§ EXERCICE PROPOSÉ A: Mettez à jour le texte sur l'alphabétisation des adultes. Reprenez la partie qui commence par les mots « Les critères de » et se termine par « l’égalité des sexes. », en remplaçant « praticiens » par « formateurs ».

§ TEXTE FOURNI:

= = = = =

Au niveau national, ils ont appelé à réaliser une nouvelle enquête d´alphabétisation pour mesurer l´importance du défi de l´alphabétisation, des fiches nationales montrant les évidences sur les bénéfices de l´alphabétisation, un nouveau dialogue national à propos des politiques et des pratiques d´alphabétisation en utilisant les benchmarks internationaux, et l´inclusion des plans du secteur de l´éducation dans l´alphabétisation des adultes, spécialement ceux qui ont été soumis à l´Initiative de la Voie Rapide. Ils ont appelé à l´action spécifique de la part de l´UNESCO, de la Banque mondiale, de la FTI, de l’IMF, des donateurs, etc.
Les participants de l´atelier d´Abuja se sont engagés à faire un suivi dudit atelier, en faisant pression à tous les niveaux.
Tout cela a aidé à renforcer l´idée des benchmarks au niveau national et au niveau international. On est en train de faire des contributions aux benchmarks au niveau international, telles que les réunions ministérielles régionales convoquées par la Décennie des Nations unies pour l´alphabétisation. Il nous reste beaucoup plus à faire, mais il est clair que les benchmarks ont aidé à stimuler le dialogue sur l´alphabétisation des adultes dans plusieurs contextes dans lesquels pendant beaucoup d´années il y a eu très peu d´intérêt.
Et nous sommes en train de voir plus d´argent sur la table. En mai 2007, la FTI a approuvé un plan d´éducation pour un ample secteur au Bénin – le premier plan approuvé avec un investissement tellement pertinent dans le domaine de l´alphabétisation des adultes.
Nous sommes en train de promouvoir dans tous les pays qui développent des plans pour le consentement de la FTI, l´idée que l´alphabétisation des adultes pourrait et devrait y être incluse. Finalement nous devrions voir un changement total dans les époques où il n´existait pas d’investissements dans l´alphabétisation des adultes – et une reconnaissance du rôle crucial que l´alphabétisation des adultes joue dans le développement humain.
Les critères de référence (benchmarks) présentés ci-dessous sont conçus pour accroître plus facilement la rigueur du débat politique sur l’alphabétisation, en particulier avec les gouvernements, les organisations de financement et les praticiens. Ils ont été élaborés par des spécialistes de l’éducation des adultes du monde entier sur la base des réponses données à une enquête mondiale sur des programmes efficaces d’éducation des adultes.
L’alphabétisation s’articule autour de l’acquisition et de l’utilisation de compétences en lecture, en écriture et en calcul, et, par conséquent, autour du développement d’une citoyenneté active, de l’amélioration de la santé et des moyens d’existence, et de l’égalité des sexes.

= = = = =

(Enregistrements d'étiquetage de contours)

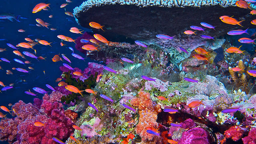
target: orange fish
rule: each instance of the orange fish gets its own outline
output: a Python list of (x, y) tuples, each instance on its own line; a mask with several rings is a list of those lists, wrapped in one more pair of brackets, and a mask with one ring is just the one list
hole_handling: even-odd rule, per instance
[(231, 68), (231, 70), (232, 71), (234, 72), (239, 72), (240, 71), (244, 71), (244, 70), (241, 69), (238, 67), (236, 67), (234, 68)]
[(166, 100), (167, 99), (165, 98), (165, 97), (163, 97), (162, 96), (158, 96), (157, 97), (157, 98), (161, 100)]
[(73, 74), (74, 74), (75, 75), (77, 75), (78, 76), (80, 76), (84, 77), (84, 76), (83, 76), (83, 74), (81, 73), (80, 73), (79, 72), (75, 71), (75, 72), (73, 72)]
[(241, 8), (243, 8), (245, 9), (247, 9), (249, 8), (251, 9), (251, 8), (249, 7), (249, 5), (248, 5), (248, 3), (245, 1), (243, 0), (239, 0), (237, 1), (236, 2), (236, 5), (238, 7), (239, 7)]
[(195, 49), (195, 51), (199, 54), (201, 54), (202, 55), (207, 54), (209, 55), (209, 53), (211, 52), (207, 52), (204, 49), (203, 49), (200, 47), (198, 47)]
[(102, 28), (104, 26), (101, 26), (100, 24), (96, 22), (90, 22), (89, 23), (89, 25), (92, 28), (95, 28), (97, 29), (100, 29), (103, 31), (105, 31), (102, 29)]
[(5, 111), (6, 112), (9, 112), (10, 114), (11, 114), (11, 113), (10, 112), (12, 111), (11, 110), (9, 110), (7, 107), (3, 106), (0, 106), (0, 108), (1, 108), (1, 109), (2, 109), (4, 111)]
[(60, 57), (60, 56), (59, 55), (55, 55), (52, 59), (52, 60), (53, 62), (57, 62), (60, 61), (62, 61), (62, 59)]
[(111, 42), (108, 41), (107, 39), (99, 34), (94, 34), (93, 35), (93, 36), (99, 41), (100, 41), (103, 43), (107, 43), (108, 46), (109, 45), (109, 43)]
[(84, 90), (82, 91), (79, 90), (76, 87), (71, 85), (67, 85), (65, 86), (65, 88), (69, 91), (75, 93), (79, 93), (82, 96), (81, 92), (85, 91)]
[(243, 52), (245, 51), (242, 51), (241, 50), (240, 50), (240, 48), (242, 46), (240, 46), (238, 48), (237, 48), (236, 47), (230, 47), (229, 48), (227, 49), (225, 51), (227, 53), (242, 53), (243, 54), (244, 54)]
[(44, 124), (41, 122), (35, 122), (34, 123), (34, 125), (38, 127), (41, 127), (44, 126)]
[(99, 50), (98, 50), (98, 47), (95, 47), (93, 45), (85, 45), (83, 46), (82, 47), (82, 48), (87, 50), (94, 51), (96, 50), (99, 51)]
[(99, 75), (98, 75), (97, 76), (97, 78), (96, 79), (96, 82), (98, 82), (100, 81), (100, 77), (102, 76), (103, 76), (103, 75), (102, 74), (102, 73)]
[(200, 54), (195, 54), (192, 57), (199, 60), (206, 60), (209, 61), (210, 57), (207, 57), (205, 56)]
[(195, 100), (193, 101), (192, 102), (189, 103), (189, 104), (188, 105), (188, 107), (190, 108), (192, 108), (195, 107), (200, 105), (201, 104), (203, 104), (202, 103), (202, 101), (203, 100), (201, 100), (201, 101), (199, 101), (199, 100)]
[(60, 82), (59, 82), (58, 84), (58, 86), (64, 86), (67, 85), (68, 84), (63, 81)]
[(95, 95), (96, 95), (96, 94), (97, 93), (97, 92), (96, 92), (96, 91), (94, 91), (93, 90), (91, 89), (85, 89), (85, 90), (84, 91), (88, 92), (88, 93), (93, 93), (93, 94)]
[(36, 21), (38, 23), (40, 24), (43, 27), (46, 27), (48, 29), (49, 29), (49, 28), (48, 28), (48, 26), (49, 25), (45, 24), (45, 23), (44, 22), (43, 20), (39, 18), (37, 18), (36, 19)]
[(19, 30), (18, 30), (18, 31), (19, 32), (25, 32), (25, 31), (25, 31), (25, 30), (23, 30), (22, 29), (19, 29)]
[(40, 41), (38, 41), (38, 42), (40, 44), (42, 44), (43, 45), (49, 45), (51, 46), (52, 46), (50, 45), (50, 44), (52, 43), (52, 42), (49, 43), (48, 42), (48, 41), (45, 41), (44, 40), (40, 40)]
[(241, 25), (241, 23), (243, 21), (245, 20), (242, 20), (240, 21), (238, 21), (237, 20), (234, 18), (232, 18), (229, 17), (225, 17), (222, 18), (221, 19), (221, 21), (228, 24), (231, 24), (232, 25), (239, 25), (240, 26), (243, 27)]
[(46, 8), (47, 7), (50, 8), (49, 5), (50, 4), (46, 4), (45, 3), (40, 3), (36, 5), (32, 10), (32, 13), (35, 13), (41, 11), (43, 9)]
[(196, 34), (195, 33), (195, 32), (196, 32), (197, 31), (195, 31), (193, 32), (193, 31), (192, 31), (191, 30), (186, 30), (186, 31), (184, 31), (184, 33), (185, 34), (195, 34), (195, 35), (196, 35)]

= = = = =

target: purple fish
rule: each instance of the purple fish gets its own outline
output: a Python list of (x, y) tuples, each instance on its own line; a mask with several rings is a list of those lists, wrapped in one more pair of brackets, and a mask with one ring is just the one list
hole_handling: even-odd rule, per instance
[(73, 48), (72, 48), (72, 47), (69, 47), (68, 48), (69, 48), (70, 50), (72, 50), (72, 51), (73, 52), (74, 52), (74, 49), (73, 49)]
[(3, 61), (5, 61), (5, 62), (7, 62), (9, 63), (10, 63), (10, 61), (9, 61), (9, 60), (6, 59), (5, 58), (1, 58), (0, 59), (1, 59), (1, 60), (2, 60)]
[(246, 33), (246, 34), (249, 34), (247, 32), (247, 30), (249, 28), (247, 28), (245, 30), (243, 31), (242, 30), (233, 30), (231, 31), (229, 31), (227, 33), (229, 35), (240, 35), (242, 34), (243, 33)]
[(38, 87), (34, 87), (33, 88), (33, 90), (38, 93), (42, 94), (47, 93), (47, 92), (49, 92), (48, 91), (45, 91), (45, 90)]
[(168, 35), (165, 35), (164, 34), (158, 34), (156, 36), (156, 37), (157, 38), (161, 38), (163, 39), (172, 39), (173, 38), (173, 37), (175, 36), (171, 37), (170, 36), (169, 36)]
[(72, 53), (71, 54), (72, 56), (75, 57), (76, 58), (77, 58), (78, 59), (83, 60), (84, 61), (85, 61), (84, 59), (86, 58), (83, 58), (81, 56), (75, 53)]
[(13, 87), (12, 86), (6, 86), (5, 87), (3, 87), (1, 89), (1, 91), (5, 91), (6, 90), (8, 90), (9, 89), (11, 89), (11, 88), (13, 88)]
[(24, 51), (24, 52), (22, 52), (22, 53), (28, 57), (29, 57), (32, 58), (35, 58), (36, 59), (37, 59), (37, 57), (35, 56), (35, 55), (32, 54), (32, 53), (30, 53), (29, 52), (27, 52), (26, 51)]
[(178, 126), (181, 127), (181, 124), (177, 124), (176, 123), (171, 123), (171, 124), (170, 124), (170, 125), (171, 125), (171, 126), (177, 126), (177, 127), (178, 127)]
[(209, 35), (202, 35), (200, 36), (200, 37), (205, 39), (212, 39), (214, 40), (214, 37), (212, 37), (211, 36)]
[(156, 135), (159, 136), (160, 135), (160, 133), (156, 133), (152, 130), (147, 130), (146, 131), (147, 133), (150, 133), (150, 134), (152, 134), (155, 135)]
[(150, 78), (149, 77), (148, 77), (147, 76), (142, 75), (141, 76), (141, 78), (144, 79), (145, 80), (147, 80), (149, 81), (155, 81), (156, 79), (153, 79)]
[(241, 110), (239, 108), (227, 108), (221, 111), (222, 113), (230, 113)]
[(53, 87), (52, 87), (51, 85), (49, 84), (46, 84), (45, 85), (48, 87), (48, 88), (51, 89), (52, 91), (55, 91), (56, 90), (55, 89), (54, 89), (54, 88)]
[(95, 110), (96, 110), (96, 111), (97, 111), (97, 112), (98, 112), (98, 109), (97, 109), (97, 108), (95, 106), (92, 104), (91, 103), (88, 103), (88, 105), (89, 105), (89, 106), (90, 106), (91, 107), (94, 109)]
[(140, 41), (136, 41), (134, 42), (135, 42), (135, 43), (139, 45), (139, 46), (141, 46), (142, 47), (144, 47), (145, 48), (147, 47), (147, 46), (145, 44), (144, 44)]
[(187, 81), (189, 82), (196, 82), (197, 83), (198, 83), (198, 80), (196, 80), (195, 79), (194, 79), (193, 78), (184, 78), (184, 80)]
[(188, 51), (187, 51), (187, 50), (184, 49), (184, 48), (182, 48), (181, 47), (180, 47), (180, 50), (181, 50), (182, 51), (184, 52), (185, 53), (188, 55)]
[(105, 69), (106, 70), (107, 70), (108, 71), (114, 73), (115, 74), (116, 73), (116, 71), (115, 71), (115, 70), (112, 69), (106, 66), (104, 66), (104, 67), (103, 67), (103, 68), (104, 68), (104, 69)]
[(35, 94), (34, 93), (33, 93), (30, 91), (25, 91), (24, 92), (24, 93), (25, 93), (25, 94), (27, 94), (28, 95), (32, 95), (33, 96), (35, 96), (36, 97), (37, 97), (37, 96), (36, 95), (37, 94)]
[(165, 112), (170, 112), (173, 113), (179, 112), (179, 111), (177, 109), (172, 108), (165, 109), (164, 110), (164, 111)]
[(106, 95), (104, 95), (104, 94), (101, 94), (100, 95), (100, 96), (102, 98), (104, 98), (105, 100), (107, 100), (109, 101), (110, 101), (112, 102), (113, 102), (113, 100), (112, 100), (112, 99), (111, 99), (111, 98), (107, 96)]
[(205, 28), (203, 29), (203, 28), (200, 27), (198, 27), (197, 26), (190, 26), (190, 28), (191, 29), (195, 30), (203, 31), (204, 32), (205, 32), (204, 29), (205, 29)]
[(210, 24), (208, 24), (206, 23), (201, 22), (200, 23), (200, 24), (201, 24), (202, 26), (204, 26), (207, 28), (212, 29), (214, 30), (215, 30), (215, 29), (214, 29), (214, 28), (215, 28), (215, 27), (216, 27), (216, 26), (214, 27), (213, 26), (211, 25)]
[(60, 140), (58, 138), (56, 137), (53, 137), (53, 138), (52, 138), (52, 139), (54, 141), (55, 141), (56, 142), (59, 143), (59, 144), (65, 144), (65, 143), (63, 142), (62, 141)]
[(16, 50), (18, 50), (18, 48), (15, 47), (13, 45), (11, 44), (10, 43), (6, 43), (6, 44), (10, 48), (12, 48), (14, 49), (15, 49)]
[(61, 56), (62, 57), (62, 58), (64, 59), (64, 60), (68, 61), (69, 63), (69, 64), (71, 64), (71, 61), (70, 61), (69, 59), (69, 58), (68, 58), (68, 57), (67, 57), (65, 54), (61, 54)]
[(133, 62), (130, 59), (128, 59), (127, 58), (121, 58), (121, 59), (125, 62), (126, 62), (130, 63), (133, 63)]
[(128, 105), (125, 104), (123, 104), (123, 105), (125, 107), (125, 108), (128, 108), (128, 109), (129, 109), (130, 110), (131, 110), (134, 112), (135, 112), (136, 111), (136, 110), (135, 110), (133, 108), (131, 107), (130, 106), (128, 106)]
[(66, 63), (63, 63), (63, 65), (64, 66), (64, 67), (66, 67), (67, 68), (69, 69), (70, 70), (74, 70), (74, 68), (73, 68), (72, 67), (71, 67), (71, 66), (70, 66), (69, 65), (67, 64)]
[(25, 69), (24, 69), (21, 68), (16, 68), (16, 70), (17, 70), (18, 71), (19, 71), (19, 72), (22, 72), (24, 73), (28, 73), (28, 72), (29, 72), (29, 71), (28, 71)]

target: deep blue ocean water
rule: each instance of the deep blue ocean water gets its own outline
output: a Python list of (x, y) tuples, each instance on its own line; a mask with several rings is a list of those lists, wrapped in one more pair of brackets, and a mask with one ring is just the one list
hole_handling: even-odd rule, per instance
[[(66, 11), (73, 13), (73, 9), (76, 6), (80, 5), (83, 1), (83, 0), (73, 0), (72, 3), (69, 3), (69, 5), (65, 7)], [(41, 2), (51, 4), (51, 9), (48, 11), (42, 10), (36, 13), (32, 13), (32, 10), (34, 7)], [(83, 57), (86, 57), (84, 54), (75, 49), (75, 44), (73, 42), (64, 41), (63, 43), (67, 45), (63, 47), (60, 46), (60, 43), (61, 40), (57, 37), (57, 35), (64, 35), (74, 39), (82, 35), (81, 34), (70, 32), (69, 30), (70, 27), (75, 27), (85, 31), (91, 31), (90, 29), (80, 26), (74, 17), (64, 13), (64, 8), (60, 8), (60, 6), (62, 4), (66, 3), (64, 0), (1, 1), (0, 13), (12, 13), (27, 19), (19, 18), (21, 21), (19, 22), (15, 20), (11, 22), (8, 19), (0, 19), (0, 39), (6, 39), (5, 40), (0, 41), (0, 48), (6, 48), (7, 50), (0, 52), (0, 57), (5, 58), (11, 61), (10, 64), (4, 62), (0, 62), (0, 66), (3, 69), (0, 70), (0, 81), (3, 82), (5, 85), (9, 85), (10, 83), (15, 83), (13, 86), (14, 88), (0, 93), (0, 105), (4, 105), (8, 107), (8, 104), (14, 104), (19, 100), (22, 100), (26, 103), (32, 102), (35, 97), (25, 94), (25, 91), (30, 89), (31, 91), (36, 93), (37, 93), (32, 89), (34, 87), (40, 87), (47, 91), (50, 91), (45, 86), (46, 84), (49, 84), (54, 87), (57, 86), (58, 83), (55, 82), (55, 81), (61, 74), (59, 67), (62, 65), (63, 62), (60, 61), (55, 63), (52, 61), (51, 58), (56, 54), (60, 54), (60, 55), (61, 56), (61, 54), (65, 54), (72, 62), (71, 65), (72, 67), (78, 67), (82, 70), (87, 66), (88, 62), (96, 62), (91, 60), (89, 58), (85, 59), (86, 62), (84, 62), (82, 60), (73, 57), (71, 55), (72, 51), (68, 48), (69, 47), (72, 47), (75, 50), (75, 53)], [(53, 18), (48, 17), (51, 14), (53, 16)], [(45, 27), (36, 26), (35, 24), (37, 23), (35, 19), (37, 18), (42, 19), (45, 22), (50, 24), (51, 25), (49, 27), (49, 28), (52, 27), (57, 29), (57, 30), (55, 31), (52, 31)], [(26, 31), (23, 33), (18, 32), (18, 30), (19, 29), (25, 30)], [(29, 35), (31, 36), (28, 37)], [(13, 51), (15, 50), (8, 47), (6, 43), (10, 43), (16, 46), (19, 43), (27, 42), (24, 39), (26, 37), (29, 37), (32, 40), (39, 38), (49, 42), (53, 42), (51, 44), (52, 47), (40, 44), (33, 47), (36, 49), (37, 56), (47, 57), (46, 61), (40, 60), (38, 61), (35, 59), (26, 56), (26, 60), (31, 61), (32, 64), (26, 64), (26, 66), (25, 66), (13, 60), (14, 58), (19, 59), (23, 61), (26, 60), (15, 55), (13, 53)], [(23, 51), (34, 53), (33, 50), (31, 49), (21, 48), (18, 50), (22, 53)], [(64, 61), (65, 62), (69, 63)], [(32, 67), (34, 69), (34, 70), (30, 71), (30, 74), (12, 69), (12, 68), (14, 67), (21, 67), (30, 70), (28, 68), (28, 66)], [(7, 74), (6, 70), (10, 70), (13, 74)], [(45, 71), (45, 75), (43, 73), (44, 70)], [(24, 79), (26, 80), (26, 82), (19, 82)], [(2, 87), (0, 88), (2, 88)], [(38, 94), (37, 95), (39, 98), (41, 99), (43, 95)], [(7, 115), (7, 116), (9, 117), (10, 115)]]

= = = = =

§ EXERCICE PROPOSÉ B: Recopiez à l'identique, dans les enregistrements, la partie qui commence par la ligne contenant « target: deep blue ocean water » et se termine par la ligne contenant « rule: each instance of the deep ».

§ RÉPONSE RÉDIGÉE A:
Les critères de référence (benchmarks) présentés ci-dessous sont conçus pour accroître plus facilement la rigueur du débat politique sur l’alphabétisation, en particulier avec les gouvernements, les organisations de financement et les formateurs. Ils ont été élaborés par des spécialistes de l’éducation des adultes du monde entier sur la base des réponses données à une enquête mondiale sur des programmes efficaces d’éducation des adultes.
L’alphabétisation s’articule autour de l’acquisition et de l’utilisation de compétences en lecture, en écriture et en calcul, et, par conséquent, autour du développement d’une citoyenneté active, de l’amélioration de la santé et des moyens d’existence, et de l’égalité des sexes.

§ RÉPONSE RÉDIGÉE B:
target: deep blue ocean water
rule: each instance of the deep blue ocean water gets its own outline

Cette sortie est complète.